Quoted text -
'''
WRITTEN TESTIMONY OF CHARLES HERRING, JR.
CONCERNING H.R. NO. 480
IMPEACHMENT OF JUDGE SHARON KELLER

I am an attorney in private practice in Austin in
the law firm of Herring & Irwin, L.L.P. My principal
practice area is the law of lawyering--which focuses
on issues of legal ethics, legal malpractice, and
professional responsibility for Texas lawyers. In
1990, I wrote my first book, Texas Legal Malpractice
& Lawyer Discipline, which I now update annually.
Thus, I've been writing about and teaching legal
ethics for some 20 years. I also served two terms on
the Texas Supreme Court's Advisory Committee and
served as Chair of the Texas Supreme Court's
Statewide Task Force on Sanctions and also the State
Bar's Committee for the Prevention of Legal Malpractice
and Grievances. I have served as an expert witness on
legal ethics issues for the State Bar of Texas, for
the Chief Disciplinary Counsel, for the Office of
the Texas Attorney General, and for various private
lawyers and litigants. I've attached a copy of my
resume to this testimony. I offer this testimony
on my own behalf and not on behalf of any other
person or organization.

I appreciate this Committee's consideration of
H.R. No. 480, concerning the possible impeachment
of Judge Sharon Keller, and I respectfully offer
my testimony in support of the Resolution. In my
opinion, the conduct of Judge Keller, as reported
in the media and as charged in the "Notice of
Formal Proceedings" (hereinafter "Notice") in
Inquiry No. 96 before the State Commission on
Judicial Conduct, clearly meets the constitutional
standards for impeachment under Article XV of the
Texas Constitution, as well as the standards for
removal of a judge or justice from office, as
provided in Section 1-a(6)A of Article V of the
Texas Constitution.

Before I outline the specific allegations that
in my view meet those constitutional standards
for impeachment and removal, I want to emphasize
three general points that I believe make this
Resolution a particularly important matter for
legislative action.
'''
To do -
[1] Quote the following part of the testimony on the impeachment of Judge Sharon Keller word for word, from "I appreciate this" to "Texas Constitution.".
[2] Write the next part of the testimony on the impeachment of Judge Sharon Keller, picking up after its last sentence.

Extracted records -
'''
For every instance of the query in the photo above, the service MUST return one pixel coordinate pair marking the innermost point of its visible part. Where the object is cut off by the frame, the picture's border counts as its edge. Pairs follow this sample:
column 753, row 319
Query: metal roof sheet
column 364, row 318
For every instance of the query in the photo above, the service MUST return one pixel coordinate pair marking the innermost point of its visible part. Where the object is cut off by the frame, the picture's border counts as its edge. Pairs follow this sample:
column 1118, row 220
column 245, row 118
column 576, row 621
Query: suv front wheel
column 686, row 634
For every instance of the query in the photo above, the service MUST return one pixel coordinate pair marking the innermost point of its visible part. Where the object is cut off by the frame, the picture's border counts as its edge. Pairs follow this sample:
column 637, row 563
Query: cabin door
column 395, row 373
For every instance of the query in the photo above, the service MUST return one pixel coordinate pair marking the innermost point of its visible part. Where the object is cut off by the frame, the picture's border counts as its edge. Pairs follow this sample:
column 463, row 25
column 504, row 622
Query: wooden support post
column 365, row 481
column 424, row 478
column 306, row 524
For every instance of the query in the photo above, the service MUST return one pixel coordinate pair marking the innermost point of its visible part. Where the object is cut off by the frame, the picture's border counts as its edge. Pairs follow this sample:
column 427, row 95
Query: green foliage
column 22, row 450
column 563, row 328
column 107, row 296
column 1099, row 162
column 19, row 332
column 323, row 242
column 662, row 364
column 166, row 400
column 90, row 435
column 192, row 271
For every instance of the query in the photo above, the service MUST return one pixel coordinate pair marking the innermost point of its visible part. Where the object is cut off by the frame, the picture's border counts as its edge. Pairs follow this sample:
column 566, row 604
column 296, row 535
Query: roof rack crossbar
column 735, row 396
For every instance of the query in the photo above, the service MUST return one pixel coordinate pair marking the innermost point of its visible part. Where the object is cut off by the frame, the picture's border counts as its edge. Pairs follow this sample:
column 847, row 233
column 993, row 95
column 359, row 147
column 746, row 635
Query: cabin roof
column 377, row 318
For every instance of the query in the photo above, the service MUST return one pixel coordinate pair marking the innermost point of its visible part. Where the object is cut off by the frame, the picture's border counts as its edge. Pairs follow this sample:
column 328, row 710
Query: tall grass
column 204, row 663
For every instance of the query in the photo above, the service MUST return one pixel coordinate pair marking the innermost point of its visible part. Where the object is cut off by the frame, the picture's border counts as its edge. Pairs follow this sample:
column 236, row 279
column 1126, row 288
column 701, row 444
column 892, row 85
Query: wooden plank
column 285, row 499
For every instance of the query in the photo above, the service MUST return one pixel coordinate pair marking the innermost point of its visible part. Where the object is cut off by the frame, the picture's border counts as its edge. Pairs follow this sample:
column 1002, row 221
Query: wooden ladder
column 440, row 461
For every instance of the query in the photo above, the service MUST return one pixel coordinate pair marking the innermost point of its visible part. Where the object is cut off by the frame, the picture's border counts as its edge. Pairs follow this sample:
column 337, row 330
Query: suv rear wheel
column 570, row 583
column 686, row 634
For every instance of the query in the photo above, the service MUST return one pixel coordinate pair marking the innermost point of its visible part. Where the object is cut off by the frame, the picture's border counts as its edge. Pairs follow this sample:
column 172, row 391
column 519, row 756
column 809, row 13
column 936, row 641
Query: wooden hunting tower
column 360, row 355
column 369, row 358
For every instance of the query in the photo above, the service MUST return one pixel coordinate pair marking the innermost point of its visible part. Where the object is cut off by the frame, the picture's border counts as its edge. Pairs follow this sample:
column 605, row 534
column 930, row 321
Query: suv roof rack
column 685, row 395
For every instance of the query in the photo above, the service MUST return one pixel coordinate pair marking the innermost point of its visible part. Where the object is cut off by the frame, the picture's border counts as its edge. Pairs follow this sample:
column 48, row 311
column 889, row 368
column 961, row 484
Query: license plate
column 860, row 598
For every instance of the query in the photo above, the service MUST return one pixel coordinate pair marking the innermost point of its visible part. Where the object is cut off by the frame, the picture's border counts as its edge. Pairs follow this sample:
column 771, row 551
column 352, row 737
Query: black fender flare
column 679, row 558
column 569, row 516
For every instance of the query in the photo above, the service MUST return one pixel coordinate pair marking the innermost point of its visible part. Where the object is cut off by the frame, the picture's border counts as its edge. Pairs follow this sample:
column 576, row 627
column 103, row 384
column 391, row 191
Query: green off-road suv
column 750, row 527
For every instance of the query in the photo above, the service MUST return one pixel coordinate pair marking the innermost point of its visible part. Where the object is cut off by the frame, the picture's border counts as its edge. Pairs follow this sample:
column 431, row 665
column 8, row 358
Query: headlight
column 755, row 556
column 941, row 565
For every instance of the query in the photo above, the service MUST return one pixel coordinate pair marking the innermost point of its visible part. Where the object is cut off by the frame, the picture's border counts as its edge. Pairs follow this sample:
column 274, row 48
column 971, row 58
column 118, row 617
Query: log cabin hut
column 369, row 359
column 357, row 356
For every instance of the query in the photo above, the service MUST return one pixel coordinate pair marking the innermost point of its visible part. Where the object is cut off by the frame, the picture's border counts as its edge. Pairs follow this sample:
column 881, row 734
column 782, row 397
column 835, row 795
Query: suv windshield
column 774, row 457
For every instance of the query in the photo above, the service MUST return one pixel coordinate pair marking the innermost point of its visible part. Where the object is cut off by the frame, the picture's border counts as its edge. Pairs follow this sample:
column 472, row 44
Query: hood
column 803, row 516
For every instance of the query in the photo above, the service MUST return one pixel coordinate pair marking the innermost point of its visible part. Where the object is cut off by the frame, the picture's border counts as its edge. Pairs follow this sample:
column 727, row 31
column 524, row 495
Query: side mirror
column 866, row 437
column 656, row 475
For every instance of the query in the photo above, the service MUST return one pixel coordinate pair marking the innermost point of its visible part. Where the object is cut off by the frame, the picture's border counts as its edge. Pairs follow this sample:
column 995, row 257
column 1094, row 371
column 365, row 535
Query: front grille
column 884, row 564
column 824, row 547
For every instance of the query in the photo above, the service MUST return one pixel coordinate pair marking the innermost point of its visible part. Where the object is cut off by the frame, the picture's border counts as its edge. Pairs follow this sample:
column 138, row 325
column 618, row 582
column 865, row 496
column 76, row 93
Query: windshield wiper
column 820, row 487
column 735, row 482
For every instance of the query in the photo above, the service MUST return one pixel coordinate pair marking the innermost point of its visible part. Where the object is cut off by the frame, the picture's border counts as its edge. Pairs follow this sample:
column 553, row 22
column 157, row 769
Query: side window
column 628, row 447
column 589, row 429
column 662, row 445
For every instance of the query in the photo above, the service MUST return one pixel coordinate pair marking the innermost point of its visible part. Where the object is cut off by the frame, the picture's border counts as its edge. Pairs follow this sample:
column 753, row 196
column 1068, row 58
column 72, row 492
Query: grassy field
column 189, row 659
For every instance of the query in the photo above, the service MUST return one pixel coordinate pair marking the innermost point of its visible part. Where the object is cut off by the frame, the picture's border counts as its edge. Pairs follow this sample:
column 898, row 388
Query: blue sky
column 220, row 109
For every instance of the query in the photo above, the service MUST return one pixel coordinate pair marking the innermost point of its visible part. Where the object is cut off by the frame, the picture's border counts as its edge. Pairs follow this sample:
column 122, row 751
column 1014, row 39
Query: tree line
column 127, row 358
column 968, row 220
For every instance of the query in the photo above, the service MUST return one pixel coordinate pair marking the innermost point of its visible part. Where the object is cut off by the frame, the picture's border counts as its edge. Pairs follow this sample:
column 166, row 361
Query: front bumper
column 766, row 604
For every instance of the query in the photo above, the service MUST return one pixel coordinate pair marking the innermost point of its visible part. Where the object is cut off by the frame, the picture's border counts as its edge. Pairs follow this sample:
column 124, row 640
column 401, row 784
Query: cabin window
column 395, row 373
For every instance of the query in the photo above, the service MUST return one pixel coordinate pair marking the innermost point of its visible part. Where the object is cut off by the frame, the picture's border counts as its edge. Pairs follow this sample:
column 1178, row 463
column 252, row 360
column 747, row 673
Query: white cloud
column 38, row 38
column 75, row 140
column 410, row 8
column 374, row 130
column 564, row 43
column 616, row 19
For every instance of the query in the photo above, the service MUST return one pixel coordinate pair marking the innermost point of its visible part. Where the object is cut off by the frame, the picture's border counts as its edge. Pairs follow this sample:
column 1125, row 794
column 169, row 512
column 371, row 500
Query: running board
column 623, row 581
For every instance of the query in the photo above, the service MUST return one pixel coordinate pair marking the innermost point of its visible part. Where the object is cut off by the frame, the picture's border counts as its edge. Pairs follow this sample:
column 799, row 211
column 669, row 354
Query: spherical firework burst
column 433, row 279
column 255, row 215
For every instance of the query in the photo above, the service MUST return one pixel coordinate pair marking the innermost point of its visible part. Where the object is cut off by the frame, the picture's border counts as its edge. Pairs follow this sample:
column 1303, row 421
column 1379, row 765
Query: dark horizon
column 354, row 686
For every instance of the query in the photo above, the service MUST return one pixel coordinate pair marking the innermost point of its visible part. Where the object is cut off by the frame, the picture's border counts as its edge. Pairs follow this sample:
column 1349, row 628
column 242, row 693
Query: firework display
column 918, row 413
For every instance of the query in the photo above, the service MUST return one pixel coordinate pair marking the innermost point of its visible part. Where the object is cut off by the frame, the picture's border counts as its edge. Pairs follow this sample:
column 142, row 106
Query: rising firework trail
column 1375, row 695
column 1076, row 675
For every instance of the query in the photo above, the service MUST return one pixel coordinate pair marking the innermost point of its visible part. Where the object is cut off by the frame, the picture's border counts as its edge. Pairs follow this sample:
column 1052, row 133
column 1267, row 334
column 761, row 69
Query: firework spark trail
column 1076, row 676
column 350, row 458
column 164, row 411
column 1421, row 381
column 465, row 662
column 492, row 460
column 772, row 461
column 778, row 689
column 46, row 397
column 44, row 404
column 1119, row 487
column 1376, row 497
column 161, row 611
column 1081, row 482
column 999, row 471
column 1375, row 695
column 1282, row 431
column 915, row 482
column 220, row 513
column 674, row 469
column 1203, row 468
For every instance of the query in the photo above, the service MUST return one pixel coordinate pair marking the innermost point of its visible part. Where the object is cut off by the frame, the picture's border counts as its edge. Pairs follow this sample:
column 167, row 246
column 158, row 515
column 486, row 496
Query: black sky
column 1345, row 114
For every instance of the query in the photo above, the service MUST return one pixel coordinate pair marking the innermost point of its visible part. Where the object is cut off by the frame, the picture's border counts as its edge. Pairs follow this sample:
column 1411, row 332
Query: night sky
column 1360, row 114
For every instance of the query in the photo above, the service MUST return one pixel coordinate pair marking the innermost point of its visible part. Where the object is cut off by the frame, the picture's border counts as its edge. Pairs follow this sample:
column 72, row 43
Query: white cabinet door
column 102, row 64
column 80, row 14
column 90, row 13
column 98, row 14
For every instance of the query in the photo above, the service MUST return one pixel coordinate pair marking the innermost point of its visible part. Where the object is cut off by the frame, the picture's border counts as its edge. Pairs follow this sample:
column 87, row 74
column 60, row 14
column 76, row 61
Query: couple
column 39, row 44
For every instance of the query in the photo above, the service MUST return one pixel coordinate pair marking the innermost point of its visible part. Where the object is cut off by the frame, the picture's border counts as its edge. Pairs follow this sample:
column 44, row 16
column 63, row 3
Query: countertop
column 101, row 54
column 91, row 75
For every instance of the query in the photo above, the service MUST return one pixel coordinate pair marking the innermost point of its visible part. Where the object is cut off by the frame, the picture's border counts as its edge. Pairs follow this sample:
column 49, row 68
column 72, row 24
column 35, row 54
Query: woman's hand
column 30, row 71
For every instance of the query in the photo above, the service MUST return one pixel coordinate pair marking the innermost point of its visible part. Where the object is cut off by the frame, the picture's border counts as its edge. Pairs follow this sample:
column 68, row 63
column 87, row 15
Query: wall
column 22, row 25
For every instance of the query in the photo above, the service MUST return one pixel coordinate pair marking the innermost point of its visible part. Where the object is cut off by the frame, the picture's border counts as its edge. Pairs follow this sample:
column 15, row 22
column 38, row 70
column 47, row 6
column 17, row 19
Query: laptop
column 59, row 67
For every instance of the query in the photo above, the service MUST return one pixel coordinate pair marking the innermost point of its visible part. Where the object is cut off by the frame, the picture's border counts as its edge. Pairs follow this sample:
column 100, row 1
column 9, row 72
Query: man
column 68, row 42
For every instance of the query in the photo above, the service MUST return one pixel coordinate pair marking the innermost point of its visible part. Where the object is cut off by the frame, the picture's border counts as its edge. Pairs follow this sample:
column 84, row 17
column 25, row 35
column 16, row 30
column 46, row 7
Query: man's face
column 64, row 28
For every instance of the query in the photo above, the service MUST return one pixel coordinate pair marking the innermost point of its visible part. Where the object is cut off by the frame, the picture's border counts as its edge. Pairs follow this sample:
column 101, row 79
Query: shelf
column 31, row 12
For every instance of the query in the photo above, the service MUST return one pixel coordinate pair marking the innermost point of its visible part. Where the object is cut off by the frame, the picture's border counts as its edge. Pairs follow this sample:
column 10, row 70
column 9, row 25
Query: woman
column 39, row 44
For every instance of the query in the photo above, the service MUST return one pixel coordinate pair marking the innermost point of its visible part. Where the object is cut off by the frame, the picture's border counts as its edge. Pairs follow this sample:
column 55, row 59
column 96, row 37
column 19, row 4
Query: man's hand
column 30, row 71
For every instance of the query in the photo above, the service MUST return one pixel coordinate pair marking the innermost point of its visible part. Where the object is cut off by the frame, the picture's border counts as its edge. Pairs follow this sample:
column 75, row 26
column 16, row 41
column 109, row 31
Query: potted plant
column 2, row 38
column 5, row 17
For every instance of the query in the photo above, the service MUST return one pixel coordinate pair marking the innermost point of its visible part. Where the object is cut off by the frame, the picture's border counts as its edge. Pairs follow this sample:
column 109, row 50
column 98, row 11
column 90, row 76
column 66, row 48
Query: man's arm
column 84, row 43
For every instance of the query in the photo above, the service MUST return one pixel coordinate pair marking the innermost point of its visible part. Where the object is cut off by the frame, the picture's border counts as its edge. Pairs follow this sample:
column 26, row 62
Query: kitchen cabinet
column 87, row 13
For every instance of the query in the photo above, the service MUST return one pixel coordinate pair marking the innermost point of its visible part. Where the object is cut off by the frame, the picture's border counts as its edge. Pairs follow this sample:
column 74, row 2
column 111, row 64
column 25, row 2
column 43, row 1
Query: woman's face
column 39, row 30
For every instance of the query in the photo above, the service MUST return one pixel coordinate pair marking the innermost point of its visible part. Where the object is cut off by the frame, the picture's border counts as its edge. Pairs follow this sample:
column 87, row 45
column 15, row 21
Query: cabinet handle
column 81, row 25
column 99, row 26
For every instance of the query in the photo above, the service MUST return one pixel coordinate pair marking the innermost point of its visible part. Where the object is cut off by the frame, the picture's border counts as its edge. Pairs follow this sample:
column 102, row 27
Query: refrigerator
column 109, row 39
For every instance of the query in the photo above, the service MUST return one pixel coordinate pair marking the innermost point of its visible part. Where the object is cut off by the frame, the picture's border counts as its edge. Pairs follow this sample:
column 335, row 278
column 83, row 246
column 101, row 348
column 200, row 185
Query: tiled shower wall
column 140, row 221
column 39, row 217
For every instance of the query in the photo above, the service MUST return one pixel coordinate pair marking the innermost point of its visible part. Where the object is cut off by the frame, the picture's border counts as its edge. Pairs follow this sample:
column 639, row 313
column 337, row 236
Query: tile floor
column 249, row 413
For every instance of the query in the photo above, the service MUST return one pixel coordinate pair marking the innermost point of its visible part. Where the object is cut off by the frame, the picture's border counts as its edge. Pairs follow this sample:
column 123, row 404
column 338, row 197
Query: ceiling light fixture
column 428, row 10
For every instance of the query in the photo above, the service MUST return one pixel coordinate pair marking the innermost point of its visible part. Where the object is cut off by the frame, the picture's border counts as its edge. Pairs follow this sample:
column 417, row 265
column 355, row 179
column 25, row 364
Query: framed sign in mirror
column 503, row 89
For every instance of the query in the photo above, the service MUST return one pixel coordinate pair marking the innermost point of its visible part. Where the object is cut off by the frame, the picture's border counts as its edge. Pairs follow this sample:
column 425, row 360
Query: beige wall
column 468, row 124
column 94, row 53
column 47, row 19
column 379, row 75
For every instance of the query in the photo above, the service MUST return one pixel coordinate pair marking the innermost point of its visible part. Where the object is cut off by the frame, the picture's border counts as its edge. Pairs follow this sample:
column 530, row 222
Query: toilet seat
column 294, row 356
'''
The answers -
[1]
I appreciate this Committee's consideration of
H.R. No. 480, concerning the possible impeachment
of Judge Sharon Keller, and I respectfully offer
my testimony in support of the Resolution. In my
opinion, the conduct of Judge Keller, as reported
in the media and as charged in the "Notice of
Formal Proceedings" (hereinafter "Notice") in
Inquiry No. 96 before the State Commission on
Judicial Conduct, clearly meets the constitutional
standards for impeachment under Article XV of the
Texas Constitution, as well as the standards for
removal of a judge or justice from office, as
provided in Section 1-a(6)A of Article V of the
Texas Constitution.

[2]
First, if the published allegations are correct,
Judge Keller was personally responsible for
killing a man on a day when he should not have
died. That is the most severe possible consequence
imaginable for judicial misconduct.1 I submit that
if that type of egregious judicial misconduct,
with the most serious possible consequences
imaginable, does not require removal from office,
nothing does. By comparison, the charges against
the last judge impeached by this Texas House,
Judge O.P. Carrillo, alleged misconduct that
included stealing groceries; using public funds
to pay ranch hands and other private employees;
using public equipment on his ranch; filing a
false financial statement; having conflicts of
interest; and conspiring to improperly influence
a grand jury.2 The Texas Senate acquitted Judge
Carrillo on the impeachment article alleging
stealing groceries, but convicted him on an
article alleging conspiracy to collect government
rental monies on non-existent equipment--and
dismissed the other articles without a decision.3
In short, the Texas Legislature convicted Judge
Carrillo and removed him from office for false
rentals. He did not wrongfully cause anyone's
death, which is exactly what Judge Keller
allegedly did.

Second, based on Judge Keller's Answer filed
in the Commission on Judicial Conduct
proceedings, and based upon the published
remarks of her lawyer, it appears that she
is claiming that the lawyers for Mr. Richard
wanted some extraordinary relief in the form
of keeping the court clerk's office after 5:00
p.m., and then those lawyers capriciously or
negligently chose not to follow other available
remedies that permitted an after-hours filing.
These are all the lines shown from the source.